Exercise aim: Go through the data and copy each line that holds "target".
━━━━━━━━━━
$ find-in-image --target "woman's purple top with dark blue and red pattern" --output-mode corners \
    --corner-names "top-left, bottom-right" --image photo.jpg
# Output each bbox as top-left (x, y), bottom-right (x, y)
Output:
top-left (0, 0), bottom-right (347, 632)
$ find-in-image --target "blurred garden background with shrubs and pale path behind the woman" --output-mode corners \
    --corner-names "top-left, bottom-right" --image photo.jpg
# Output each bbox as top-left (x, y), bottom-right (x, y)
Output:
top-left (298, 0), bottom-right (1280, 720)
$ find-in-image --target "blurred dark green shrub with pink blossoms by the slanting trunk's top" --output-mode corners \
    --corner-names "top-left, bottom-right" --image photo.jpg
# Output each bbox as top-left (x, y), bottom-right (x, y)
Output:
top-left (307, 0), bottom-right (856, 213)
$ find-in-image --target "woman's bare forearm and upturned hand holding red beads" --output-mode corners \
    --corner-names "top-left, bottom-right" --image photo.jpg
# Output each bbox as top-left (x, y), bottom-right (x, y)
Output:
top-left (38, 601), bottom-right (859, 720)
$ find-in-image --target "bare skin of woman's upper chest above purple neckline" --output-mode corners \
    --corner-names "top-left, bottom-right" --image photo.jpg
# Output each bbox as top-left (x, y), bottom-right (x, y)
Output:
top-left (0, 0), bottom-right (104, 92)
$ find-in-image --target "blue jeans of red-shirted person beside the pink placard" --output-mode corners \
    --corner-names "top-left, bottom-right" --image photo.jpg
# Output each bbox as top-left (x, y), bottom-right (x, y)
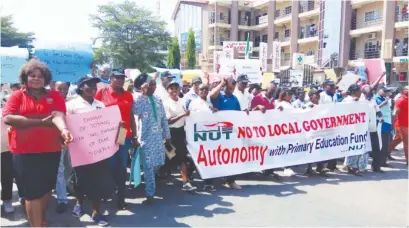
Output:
top-left (110, 138), bottom-right (131, 202)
━━━━━━━━━━
Reply:
$ find-in-image --target "woman's purple top with dark blue and red pattern" --output-mode corners \
$ find-in-image --target "blurred garden background with shrubs and pale path behind the woman" --output-mode corners \
$ find-in-image --target "blurred dark green shrub with pink blossoms by the slanting trunk's top" --output-mode corners \
$ find-in-image --target "woman's bare forearm and upturned hand holding red beads" --output-mode corners \
$ find-in-image --target "bare skin of woman's upper chest above purple neckline" --output-mode corners \
$ find-in-image --target "blue jeans of red-shirted person beside the pink placard" --output-mode corners \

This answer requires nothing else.